**TASK SET:**
#1 Answer these questions from the text about obsidian cylinders and pilgrim badges, giving each answer on its own line with the same letter.
(a) What did traveling haberdashers do with the obsidian cylinders when a customer asked for a needle?
(b) Between which years were pilgrims using the leaden badges?
(c) Where have most of the badges been found?
#2 In one to three sentences, use the text about obsidian cylinders and pilgrim badges to explain why the haberdashers chipped needles off the cylinders only when asked instead of keeping a supply ready.
#3 Sum up the text about obsidian cylinders and pilgrim badges in two sentences.

**TEXT FOR ANALYSIS:**

_____

Obsidian cylinders of irregular shape were not a rare find at Mexico’s archaeological sites, but for decades their purpose had remained an enigma.
Various theories were put forward, most of them focusing on the cylinders’ likely ritual purposes, with one particularly ghastly assumption that the objects were used to cause profuse anal bleeding, until one day archaeologists asked people in a village close to their site if they had any idea how Aztecs might have been using those blocks of volcanic glass. It turned out the cylinders were still in use. Travelling haberdashers would chip a needle off them whenever their customer was asking for one. Making a stock of needles was impractical because obsidian, while quite durable, was also highly brittle. Yes, it was that simple – and I can only marvel at the academic effort that had been wasted.
A European enigma of a similar calibre has been taunting historians for quite some time now.
It has to do with leaden badges that pilgrims were using between 1350 and 1500. Tens of thousands of them have been found – mostly in rivers around holy sites – and all together they are the largest corpus of extant medieval objects. There’s a problem with them, though. While medieval paintings, weapons, or buildings are more or less well documented, pilgrim badges were used by the common folk, and no written record of their true purpose exists.
Obviously, most had religious connotations. The head of Thomas Becket used to be peddled in Canterbury to those who came to visit his shrine, Virgin Mary would fit any destination, and a shell had a clear meaning for the admirers of Santiago de Compostela.

_____

**RECORDED DATA:**
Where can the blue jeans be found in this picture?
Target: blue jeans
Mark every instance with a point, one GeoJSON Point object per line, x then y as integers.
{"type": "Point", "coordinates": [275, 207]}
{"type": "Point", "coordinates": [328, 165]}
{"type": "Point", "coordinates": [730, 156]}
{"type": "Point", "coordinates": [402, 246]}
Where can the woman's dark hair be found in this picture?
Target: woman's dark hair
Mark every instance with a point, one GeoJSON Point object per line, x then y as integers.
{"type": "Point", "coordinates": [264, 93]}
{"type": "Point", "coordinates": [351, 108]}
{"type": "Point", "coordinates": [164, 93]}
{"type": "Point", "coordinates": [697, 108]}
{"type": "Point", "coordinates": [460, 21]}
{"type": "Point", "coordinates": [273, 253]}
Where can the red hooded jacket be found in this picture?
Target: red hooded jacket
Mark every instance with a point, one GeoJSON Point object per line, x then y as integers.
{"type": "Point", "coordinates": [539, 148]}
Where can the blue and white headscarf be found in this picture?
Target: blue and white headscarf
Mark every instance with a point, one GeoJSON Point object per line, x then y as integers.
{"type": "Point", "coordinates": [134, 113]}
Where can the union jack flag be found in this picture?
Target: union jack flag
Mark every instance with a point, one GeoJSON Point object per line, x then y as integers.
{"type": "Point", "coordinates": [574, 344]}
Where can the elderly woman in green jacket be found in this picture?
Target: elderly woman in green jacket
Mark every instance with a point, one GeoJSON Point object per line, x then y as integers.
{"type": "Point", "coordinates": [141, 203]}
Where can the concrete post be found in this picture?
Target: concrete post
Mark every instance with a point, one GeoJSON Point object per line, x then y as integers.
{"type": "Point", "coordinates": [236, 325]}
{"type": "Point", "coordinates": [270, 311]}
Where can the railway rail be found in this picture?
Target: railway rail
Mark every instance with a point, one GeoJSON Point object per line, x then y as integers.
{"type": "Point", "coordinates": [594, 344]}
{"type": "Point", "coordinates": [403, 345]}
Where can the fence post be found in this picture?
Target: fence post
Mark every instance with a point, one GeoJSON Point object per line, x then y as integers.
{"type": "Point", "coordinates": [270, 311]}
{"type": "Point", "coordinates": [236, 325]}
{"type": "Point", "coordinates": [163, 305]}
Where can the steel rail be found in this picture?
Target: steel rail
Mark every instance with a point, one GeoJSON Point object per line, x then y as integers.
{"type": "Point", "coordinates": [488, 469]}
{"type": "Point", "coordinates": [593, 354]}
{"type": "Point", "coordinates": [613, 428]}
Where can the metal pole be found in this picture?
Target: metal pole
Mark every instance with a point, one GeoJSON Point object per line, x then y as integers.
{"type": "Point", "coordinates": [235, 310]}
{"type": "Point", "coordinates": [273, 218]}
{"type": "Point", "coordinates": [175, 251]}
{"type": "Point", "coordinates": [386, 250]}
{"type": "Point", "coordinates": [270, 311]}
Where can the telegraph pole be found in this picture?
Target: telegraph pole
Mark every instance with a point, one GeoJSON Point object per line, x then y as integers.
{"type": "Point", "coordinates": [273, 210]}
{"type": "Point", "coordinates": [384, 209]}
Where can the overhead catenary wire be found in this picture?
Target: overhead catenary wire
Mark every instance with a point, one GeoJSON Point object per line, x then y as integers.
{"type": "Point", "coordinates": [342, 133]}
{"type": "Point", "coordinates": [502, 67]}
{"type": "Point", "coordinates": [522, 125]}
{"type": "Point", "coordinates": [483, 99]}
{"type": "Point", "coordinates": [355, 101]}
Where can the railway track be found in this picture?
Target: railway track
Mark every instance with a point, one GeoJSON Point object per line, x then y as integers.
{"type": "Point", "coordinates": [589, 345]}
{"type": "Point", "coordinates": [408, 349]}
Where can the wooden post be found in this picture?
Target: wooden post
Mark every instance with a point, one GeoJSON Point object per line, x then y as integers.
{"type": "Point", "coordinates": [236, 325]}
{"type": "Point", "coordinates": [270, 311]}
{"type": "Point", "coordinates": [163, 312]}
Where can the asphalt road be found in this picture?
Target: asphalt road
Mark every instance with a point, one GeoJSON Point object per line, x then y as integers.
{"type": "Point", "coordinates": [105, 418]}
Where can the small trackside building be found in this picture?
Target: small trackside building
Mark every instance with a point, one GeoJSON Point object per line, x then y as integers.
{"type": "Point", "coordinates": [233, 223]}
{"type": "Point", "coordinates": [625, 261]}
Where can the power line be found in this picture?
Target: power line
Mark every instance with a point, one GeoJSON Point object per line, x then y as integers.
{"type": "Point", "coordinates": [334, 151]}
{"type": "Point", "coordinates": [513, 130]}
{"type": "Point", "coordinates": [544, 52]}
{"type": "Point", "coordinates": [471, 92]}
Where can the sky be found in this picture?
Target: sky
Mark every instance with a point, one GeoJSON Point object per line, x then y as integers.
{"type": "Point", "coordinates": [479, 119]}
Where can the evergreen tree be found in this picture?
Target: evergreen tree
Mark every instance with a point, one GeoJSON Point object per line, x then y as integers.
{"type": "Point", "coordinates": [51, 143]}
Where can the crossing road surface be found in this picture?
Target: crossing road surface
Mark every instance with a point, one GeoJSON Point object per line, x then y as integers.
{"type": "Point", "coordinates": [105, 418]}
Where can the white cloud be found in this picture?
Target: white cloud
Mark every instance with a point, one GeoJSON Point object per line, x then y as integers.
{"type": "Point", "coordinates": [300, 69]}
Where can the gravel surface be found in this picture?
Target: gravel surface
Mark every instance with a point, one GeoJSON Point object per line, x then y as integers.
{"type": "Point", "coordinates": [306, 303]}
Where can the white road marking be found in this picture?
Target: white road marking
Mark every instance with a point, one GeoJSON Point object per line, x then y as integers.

_____

**RESULTS FOR THE EXERCISE:**
#1
(a) They chipped a needle off the cylinder.
(b) Between 1350 and 1500.
(c) Mostly in rivers around holy sites.

#2 Making a stock of needles was impractical because obsidian, although quite durable, was also highly brittle.

#3 For decades the purpose of obsidian cylinders found at Mexico's archaeological sites was a mystery, until villagers near a site explained that the cylinders were still used to chip off needles for customers. A similar puzzle surrounds the leaden badges that medieval pilgrims used between 1350 and 1500: tens of thousands have been found, but because common folk used them, no written record of their true purpose exists.